◆ WORKING DATA
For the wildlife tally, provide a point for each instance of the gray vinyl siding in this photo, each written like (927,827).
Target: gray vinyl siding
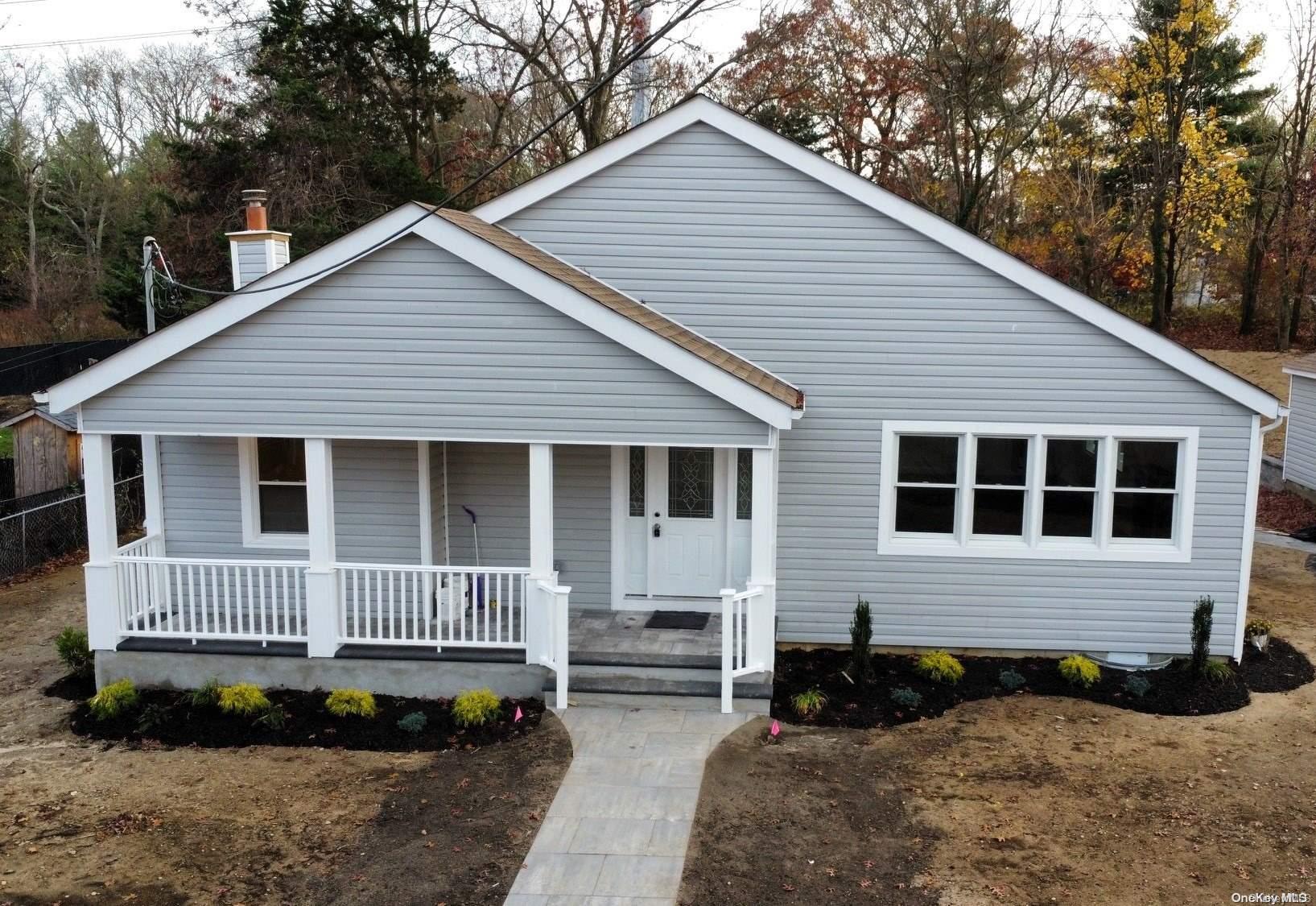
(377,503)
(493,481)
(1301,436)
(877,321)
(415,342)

* * *

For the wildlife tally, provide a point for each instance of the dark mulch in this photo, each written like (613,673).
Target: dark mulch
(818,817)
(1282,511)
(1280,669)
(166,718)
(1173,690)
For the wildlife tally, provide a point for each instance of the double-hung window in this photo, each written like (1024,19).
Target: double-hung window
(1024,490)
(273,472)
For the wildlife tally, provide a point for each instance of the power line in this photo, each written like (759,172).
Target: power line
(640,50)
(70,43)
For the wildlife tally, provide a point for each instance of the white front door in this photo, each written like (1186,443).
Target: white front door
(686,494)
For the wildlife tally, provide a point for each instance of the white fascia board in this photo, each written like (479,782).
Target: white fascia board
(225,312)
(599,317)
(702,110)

◆ WORK REQUEST
Check the entries above for the word "point" and copy every line where it turns up.

◆ RESPONSE TO THIS EXERCISE
For the wildlife tally, provide a point for each instance of the gray vinyl siding in this photo, each written like (927,827).
For the wildlife tally, provide a point for each instance of the dark mulch in this photo, each written like (613,673).
For the wildlife tally, provide a point for each instance of the double-hung window in this photo, each written like (1024,19).
For the wildlife tally, provide a point for each instance of the power line in this photo, each written like (759,172).
For the wildlife tally, provide a point for each instance of the white front door in this photo, each written like (1186,443).
For the wildlife tally, provide a point for each instance of the white fascia board in this photo, each written like (479,782).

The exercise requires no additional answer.